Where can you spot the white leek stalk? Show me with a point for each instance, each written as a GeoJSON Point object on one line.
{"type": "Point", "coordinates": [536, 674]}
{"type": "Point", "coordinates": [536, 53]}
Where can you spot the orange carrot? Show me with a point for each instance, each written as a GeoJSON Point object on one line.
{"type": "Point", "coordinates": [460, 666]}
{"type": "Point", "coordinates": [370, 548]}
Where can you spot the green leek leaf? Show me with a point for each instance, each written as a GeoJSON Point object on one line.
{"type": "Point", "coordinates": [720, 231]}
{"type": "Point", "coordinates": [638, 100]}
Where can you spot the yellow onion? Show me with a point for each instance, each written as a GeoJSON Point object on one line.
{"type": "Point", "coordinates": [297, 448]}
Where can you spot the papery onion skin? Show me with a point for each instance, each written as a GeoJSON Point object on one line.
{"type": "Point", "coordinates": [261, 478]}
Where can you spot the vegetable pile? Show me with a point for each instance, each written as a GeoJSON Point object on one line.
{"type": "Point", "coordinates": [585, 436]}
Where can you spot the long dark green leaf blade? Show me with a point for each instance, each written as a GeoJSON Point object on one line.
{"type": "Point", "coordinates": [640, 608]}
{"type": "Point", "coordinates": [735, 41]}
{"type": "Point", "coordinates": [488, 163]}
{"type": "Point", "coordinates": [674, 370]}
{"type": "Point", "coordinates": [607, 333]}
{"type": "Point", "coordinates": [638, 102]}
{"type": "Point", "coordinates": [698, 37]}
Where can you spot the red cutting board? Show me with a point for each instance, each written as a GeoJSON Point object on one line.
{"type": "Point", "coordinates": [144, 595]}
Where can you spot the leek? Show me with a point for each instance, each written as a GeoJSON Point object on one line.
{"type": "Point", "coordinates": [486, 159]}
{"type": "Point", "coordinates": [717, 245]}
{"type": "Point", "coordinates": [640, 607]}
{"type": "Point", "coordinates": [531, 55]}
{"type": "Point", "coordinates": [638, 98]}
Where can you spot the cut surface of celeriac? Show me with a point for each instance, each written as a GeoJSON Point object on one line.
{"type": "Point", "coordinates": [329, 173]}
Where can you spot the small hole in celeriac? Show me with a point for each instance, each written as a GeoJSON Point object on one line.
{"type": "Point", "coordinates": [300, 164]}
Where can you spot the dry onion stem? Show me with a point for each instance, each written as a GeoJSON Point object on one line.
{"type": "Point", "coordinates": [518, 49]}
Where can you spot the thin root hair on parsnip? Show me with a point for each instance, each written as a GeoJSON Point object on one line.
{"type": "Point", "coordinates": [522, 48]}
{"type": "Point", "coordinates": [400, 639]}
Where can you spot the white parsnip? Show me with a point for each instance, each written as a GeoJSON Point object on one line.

* * * * * * *

- WORK TO BE COMPLETED:
Rewrite the entries above as a Markdown table, from the line containing "Where can you spot the small" through the last line of the entries, with blank lines left out. Use a "Row" column for the row number and a "Line" column for the line itself.

- FINISHED ANSWER:
| Row | Line |
|---|---|
| 1 | Where can you spot the small hole in celeriac? Show me with a point for each instance, each written as a GeoJSON Point object on one line. |
| 2 | {"type": "Point", "coordinates": [300, 164]} |
| 3 | Where can you spot the dry onion stem? Show me with a point for each instance, each written as a GeoJSON Point object on one line. |
| 4 | {"type": "Point", "coordinates": [518, 49]} |
| 5 | Where can you spot the thin root hair on parsnip? Show me with a point for each instance, each written as a GeoJSON Point object on one line. |
| 6 | {"type": "Point", "coordinates": [522, 48]} |
| 7 | {"type": "Point", "coordinates": [400, 639]} |
| 8 | Where can you spot the white parsnip? Show me with a point for each instance, each written as a GeoJSON Point object on one line. |